▶ **DIRECTIONS FOR THIS TASK**
Swap every "motorcycle" for "scooter" in the records, starting at the line that contains "Put a dot on each instance of the motorcycle rear" and ending at the last line of the records. Give only those lines, with everything else left unchanged.

● ● ● ● ● ● ●

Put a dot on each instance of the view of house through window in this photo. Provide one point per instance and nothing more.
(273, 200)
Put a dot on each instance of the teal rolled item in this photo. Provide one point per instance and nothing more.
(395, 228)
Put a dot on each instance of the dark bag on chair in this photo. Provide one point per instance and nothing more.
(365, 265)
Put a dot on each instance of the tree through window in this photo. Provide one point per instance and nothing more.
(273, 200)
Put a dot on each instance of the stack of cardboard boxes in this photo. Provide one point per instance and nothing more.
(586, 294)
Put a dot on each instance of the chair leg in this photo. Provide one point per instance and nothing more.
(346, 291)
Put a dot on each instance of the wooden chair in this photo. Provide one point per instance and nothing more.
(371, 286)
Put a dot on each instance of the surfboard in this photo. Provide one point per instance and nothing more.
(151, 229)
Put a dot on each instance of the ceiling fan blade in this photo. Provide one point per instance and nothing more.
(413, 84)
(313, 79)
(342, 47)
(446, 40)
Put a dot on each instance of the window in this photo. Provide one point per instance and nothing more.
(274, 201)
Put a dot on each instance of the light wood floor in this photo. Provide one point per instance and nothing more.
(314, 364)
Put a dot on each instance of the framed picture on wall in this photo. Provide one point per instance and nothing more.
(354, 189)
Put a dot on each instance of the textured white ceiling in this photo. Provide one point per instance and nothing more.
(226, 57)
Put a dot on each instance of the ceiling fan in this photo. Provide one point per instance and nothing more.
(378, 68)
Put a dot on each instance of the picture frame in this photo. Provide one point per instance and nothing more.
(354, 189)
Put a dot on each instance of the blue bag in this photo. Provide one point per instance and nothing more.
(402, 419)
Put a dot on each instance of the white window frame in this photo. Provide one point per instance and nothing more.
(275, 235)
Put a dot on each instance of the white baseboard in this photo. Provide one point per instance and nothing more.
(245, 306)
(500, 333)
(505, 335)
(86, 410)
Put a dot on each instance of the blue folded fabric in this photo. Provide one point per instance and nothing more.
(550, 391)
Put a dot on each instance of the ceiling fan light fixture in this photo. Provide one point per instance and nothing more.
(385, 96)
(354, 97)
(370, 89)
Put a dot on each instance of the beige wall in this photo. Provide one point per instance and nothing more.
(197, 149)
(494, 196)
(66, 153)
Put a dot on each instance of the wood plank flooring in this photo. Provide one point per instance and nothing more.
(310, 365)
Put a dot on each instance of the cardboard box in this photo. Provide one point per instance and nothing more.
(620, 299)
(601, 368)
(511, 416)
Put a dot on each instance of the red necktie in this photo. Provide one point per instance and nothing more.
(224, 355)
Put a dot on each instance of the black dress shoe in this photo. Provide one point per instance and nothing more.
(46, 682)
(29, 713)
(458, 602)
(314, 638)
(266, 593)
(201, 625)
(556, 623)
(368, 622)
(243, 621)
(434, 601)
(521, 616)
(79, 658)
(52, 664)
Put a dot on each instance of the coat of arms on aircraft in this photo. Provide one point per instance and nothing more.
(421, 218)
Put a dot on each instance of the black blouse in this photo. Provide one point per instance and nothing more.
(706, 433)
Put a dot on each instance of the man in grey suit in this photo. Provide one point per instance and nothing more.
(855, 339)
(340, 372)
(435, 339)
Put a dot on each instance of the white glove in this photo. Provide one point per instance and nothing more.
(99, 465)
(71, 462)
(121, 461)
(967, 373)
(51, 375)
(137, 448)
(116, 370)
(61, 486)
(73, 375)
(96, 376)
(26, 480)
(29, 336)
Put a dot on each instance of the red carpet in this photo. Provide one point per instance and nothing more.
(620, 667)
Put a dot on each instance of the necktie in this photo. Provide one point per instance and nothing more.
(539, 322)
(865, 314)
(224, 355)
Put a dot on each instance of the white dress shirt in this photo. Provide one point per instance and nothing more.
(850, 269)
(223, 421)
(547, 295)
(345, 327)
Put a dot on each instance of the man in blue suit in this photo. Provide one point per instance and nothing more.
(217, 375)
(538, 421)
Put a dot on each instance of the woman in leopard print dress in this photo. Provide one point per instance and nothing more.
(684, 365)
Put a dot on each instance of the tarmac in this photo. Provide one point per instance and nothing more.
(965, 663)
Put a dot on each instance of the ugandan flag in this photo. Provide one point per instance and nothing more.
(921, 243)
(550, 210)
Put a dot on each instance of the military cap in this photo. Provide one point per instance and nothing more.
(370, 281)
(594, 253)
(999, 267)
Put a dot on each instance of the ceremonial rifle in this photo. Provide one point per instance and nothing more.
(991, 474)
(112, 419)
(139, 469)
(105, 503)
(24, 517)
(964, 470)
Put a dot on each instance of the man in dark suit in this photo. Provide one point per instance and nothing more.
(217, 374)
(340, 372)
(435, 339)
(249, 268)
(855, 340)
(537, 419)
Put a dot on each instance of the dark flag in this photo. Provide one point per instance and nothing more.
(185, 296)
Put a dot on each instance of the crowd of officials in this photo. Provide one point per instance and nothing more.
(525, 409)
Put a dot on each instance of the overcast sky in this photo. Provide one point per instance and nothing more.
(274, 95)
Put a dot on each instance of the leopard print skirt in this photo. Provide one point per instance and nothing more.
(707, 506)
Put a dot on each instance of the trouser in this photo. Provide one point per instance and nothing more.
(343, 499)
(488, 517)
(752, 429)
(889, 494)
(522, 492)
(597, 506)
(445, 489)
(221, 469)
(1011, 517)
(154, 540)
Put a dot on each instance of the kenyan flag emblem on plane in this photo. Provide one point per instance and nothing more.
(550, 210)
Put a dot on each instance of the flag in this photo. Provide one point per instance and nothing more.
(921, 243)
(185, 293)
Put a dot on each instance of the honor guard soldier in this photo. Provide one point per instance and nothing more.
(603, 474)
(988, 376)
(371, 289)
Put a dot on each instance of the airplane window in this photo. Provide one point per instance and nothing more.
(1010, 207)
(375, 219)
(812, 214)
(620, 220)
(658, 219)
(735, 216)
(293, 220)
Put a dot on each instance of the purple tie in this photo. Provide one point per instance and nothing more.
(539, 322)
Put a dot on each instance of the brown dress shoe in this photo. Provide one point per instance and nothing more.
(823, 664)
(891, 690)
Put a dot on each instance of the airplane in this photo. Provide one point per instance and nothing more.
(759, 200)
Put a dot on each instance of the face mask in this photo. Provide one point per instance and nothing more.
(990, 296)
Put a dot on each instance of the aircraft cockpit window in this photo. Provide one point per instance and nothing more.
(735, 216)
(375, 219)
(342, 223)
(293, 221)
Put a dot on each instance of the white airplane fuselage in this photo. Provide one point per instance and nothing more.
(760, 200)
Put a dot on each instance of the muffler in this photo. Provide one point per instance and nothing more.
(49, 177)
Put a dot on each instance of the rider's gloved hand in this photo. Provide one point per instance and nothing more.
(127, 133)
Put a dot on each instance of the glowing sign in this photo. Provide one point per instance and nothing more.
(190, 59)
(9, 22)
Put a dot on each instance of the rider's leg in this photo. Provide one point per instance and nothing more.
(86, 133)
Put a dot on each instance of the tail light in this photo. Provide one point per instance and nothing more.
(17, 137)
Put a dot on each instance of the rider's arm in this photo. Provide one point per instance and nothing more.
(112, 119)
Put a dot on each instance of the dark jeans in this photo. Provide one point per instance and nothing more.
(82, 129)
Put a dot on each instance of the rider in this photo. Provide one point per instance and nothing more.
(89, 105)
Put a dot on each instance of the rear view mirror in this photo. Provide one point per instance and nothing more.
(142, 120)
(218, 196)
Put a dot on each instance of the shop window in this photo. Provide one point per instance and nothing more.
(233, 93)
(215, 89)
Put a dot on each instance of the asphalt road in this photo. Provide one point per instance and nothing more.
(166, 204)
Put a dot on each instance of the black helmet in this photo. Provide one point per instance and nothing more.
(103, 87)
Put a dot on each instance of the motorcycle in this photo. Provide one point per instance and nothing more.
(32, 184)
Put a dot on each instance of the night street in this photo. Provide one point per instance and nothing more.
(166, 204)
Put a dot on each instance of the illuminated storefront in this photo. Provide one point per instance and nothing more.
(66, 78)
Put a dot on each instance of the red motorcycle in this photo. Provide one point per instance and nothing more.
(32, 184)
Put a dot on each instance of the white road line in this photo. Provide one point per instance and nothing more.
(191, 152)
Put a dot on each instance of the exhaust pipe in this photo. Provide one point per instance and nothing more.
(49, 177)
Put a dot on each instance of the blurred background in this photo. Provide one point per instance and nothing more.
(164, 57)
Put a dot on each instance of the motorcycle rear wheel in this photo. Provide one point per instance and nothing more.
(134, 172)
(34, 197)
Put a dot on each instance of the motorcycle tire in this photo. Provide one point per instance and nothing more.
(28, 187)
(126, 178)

● ● ● ● ● ● ●

▶ **TASK RESULT**
Put a dot on each instance of the scooter rear wheel in this photo. Provide one point per instance and nothing more.
(134, 172)
(34, 197)
Put a dot on each instance of the scooter tire in this photo. Provide one point per instance and nothing more.
(28, 187)
(126, 178)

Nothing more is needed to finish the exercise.